Objective:
Each entry needs to be restated exactly as written.

Dataset entries
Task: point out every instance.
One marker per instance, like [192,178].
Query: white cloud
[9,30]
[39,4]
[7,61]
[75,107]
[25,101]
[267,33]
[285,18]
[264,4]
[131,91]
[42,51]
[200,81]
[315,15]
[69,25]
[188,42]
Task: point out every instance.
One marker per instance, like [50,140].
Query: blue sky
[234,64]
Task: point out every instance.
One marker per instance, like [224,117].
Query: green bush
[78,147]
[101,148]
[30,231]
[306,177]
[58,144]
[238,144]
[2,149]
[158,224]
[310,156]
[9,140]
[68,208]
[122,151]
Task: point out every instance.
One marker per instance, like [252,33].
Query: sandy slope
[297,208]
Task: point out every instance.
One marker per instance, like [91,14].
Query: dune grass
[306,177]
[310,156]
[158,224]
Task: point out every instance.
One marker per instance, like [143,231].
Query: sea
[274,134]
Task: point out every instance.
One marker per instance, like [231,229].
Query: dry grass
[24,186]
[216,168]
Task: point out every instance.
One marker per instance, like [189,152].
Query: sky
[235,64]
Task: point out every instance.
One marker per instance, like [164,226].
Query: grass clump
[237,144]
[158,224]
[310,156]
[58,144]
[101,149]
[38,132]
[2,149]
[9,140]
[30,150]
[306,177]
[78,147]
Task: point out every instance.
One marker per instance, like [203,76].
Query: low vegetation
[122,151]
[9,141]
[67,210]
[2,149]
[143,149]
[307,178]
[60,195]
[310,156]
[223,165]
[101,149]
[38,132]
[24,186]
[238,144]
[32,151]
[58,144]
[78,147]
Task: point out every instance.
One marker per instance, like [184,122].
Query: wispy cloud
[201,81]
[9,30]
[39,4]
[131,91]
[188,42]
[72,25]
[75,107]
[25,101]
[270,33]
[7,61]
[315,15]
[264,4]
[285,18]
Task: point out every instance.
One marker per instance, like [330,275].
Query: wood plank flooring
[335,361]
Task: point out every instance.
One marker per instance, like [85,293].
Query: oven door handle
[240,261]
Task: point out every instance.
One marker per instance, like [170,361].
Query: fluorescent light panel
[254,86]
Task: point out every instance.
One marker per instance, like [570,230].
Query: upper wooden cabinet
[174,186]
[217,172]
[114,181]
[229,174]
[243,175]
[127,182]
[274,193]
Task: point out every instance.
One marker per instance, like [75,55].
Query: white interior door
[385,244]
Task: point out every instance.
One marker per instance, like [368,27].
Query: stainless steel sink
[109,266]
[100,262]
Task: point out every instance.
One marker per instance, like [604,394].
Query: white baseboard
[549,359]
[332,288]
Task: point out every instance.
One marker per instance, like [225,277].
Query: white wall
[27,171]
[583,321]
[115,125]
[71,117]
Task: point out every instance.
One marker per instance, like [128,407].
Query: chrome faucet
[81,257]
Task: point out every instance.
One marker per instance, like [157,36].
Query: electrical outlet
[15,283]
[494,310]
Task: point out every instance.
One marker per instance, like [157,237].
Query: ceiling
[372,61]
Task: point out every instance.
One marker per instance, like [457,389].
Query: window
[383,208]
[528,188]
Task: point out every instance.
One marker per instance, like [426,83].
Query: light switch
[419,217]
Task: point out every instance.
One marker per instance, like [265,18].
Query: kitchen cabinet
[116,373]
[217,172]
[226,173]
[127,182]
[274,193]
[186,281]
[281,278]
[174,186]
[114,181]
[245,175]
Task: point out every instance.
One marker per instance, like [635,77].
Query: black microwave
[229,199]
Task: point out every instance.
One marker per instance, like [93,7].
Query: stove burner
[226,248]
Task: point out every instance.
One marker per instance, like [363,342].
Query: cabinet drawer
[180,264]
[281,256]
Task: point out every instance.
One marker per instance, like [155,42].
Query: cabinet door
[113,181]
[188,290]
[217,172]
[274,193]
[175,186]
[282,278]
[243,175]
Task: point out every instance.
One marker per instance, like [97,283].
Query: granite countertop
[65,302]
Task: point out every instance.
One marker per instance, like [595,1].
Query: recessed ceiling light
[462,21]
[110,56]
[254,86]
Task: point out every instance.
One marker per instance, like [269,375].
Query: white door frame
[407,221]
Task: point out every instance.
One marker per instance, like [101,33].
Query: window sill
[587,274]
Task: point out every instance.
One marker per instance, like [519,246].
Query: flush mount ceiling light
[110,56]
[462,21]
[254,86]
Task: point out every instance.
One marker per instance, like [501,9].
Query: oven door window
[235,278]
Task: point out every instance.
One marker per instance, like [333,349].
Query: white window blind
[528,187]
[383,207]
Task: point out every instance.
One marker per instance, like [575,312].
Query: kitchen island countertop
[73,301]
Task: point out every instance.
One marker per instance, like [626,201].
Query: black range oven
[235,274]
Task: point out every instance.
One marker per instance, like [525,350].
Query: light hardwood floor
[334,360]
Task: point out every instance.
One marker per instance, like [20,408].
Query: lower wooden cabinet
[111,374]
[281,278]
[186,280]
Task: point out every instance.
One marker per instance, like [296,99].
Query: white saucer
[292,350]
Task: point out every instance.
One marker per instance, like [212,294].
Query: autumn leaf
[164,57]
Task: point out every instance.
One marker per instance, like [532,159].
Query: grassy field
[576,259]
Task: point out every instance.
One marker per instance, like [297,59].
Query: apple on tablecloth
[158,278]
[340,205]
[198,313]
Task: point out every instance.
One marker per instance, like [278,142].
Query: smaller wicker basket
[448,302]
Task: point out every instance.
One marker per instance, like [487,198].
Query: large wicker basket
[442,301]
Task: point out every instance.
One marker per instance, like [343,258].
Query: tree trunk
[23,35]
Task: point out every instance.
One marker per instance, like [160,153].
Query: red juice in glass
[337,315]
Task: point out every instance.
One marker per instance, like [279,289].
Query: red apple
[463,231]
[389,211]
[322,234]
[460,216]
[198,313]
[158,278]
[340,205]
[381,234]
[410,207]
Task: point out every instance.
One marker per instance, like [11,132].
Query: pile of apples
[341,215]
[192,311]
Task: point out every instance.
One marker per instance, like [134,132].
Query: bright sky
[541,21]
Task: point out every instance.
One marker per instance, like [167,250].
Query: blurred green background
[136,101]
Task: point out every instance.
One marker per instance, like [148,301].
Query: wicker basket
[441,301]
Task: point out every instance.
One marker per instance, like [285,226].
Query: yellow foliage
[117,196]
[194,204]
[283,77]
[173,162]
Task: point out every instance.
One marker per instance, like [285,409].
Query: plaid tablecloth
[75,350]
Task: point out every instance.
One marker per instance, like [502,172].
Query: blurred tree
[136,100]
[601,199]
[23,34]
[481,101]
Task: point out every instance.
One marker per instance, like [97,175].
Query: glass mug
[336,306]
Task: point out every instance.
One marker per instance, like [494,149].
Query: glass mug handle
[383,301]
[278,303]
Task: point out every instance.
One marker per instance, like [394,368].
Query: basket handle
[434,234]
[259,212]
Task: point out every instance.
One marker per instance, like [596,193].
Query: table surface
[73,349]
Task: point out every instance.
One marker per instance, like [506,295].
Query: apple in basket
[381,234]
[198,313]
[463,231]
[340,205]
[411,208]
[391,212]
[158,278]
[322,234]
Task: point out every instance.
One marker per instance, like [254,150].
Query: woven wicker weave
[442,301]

Response:
Task: point out every instance.
One marker per instance, like [192,178].
Query: white cloud
[9,30]
[39,4]
[7,61]
[75,107]
[25,101]
[267,33]
[285,18]
[264,4]
[131,91]
[42,51]
[200,81]
[315,15]
[69,25]
[188,42]
Task: point out every instance.
One marker per instance, like [50,140].
Query: blue sky
[234,64]
Task: point out every instance.
One marker per instance, like [224,117].
Query: green bush
[78,147]
[101,148]
[30,231]
[306,177]
[58,144]
[238,144]
[2,149]
[158,224]
[310,156]
[9,140]
[68,208]
[122,151]
Task: point out every instance.
One marker per instance, like [252,33].
Query: sandy slope
[297,208]
Task: point out every instance.
One marker per instance, like [91,14].
Query: dune grass
[306,177]
[310,156]
[158,224]
Task: point out every instance.
One marker per instance, like [143,231].
Query: sea
[274,134]
Task: point out every instance.
One marker per instance, like [231,229].
Query: dry grass
[24,186]
[216,168]
Task: point out every instance.
One marker per instance, like [189,152].
Query: sky
[235,64]
Task: point out every instance.
One marker per instance, like [164,226].
Query: grass clump
[237,144]
[158,224]
[310,156]
[58,144]
[101,149]
[38,132]
[2,149]
[9,140]
[30,150]
[306,177]
[78,147]
Task: point out every instance.
One marker per instance, like [203,76].
Query: low vegetation
[122,151]
[9,141]
[67,210]
[2,149]
[143,149]
[307,178]
[60,195]
[310,156]
[223,165]
[101,149]
[38,132]
[24,186]
[238,144]
[32,151]
[58,144]
[78,147]
Task: point out every instance.
One marker per instance, like [184,122].
Query: wispy cloud
[201,81]
[9,30]
[39,4]
[131,91]
[188,42]
[72,25]
[75,107]
[25,101]
[270,33]
[7,61]
[315,15]
[264,4]
[285,18]
Task: point out every instance.
One marker per instance, like [330,275].
Query: wood plank flooring
[335,361]
Task: point out every instance.
One marker per instance, like [85,293].
Query: oven door handle
[240,261]
Task: point out every instance.
One marker per instance, like [170,361].
Query: fluorescent light panel
[254,86]
Task: point out every instance.
One marker per instance, like [570,230].
Query: upper wooden cabinet
[174,186]
[217,172]
[114,181]
[229,174]
[243,175]
[127,182]
[274,193]
Task: point out every instance.
One marker per instance, like [75,55].
Query: white interior door
[385,244]
Task: point out every instance.
One marker per instance, like [368,27].
Query: stainless steel sink
[109,266]
[100,262]
Task: point out every instance.
One marker per instance, like [604,394].
Query: white baseboard
[549,359]
[332,288]
Task: point out every instance.
One marker per instance, like [225,277].
Query: white wall
[27,171]
[583,321]
[115,125]
[71,117]
Task: point out every instance.
One marker per instance, like [128,407].
Query: chrome faucet
[81,257]
Task: point out every instance.
One marker per instance, like [157,36].
Query: electrical outlet
[15,283]
[494,310]
Task: point out every instance.
One marker per instance, like [157,237].
Query: ceiling
[372,61]
Task: point out every instance.
One marker per instance, like [457,389].
Query: window
[383,208]
[528,188]
Task: point out every instance.
One marker per instance, like [426,83].
Query: light switch
[419,217]
Task: point out every instance.
One marker per instance, like [265,18].
Query: kitchen cabinet
[116,373]
[217,172]
[226,173]
[127,182]
[274,193]
[186,281]
[281,278]
[174,186]
[114,181]
[245,175]
Task: point out every instance.
One marker per instance, like [635,77].
Query: black microwave
[229,199]
Task: point out every instance.
One marker per instance, like [93,7].
Query: stove burner
[226,248]
Task: point out every instance.
One marker per instance, like [363,342].
Query: cabinet drawer
[180,264]
[281,256]
Task: point out every instance.
One marker per instance, like [155,42].
Query: cabinet door
[113,181]
[188,290]
[217,172]
[274,193]
[175,186]
[282,278]
[243,175]
Task: point out every instance.
One marker per instance, like [97,283].
Query: granite countertop
[65,302]
Task: point out every instance.
One marker per instance, like [595,1].
Query: recessed ceiling light
[462,21]
[110,56]
[254,86]
Task: point out every instance.
One marker per instance, like [269,375].
Query: white door frame
[407,221]
Task: point out every instance.
One marker per instance, like [101,33].
Query: window sill
[587,274]
Task: point out every instance.
One marker per instance, like [519,246].
Query: flush mount ceiling light
[110,56]
[462,21]
[254,86]
Task: point out every instance.
One marker per instance, like [501,9].
Query: oven door window
[235,278]
Task: point out every instance.
One marker per instance, like [333,349].
Query: white window blind
[528,187]
[383,207]
Task: point out every instance.
One marker per instance, like [575,312].
Query: kitchen island countertop
[73,301]
Task: point out every instance.
One marker per instance, like [626,201].
Query: black range oven
[235,274]
Task: point out every instance.
One marker per instance, like [525,350].
Query: light hardwood floor
[334,360]
Task: point out every instance.
One marker per instance, like [20,408].
Query: lower wooden cabinet
[111,374]
[281,278]
[186,280]
Task: point out every instance.
One marker per instance, like [296,99].
Query: white saucer
[292,350]
Task: point out every instance.
One marker per instance, like [212,294].
Query: autumn leaf
[164,57]
Task: point out every instance.
One marker per instance, like [532,159].
Query: grassy field
[576,259]
Task: point out every instance.
One marker per instance, like [297,59].
Query: apple on tablecloth
[158,278]
[340,205]
[198,313]
Task: point out every instance.
One marker per instance, like [278,142].
Query: smaller wicker basket
[448,302]
Task: point out every instance.
One marker per instance, like [487,198].
Query: large wicker basket
[442,301]
Task: point out every instance.
One marker per instance, like [343,258].
Query: tree trunk
[23,35]
Task: point out every instance.
One marker per instance, like [160,153].
Query: red juice in glass
[337,315]
Task: point out every instance.
One marker per instance, like [279,289].
Query: red apple
[463,231]
[389,211]
[322,234]
[460,216]
[198,313]
[158,278]
[340,205]
[381,234]
[410,207]
Task: point out every instance.
One marker per instance, like [11,132].
Query: pile of apples
[341,215]
[192,311]
Task: point out every instance.
One marker per instance, like [134,132].
Query: bright sky
[541,21]
Task: point out every instance.
One marker per instance, like [167,250].
Query: blurred green background
[136,101]
Task: point out every instance.
One marker per instance, like [148,301].
Query: wicker basket
[441,301]
Task: point out every instance.
One marker per instance, like [285,226].
Query: yellow foliage
[117,196]
[194,204]
[283,77]
[173,162]
Task: point out every instance.
One marker per instance, like [285,409].
Query: plaid tablecloth
[75,350]
Task: point out every instance.
One marker per instance, like [502,172].
Query: blurred tree
[136,100]
[601,199]
[23,34]
[481,101]
Task: point out every instance.
One marker per instance, like [97,175].
Query: glass mug
[336,306]
Task: point out every instance.
One marker per instance, like [494,149].
Query: glass mug handle
[383,301]
[278,303]
Task: point out every instance.
One marker per instance, like [394,368].
Query: basket handle
[434,234]
[259,212]
Task: point out every instance.
One marker per instance, like [596,193].
Query: table surface
[73,349]
Task: point out every instance.
One marker per instance, like [506,295].
Query: apple in basket
[381,234]
[198,313]
[463,231]
[340,205]
[411,208]
[391,212]
[158,278]
[322,234]
Task: point out every instance.
One marker per instance, like [254,150].
Query: woven wicker weave
[442,301]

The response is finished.